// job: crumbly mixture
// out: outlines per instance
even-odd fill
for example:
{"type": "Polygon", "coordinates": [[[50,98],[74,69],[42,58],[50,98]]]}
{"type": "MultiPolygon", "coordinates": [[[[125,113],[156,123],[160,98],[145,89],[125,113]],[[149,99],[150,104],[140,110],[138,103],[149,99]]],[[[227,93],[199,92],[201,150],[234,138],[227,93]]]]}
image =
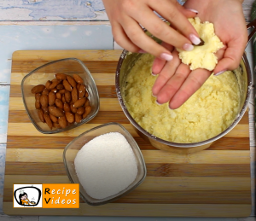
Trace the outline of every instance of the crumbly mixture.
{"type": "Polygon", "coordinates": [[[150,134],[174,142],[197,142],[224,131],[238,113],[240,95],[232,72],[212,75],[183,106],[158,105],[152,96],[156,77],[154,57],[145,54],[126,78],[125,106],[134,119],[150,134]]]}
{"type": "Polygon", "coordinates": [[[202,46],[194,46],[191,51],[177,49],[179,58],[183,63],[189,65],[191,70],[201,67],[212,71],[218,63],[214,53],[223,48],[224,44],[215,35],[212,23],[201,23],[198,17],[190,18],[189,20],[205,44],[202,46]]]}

==

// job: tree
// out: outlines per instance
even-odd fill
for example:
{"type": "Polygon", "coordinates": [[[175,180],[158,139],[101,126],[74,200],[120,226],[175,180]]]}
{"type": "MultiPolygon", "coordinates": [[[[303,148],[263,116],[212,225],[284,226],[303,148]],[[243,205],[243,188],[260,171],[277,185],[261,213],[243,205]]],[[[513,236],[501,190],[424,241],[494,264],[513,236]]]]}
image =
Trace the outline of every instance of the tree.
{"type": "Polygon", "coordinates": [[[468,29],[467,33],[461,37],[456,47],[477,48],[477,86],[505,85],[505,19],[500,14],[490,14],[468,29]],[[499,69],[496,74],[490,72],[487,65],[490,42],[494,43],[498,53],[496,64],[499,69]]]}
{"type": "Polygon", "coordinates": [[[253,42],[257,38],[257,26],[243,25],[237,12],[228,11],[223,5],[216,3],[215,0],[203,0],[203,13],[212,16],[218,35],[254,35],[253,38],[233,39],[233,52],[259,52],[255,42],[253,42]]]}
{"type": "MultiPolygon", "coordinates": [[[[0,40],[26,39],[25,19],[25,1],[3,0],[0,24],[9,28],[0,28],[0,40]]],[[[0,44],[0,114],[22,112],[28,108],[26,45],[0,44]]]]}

#### [The problem]
How many lines in the records above contain the string "tree"? Reply with the number alone.

#### [Correct response]
2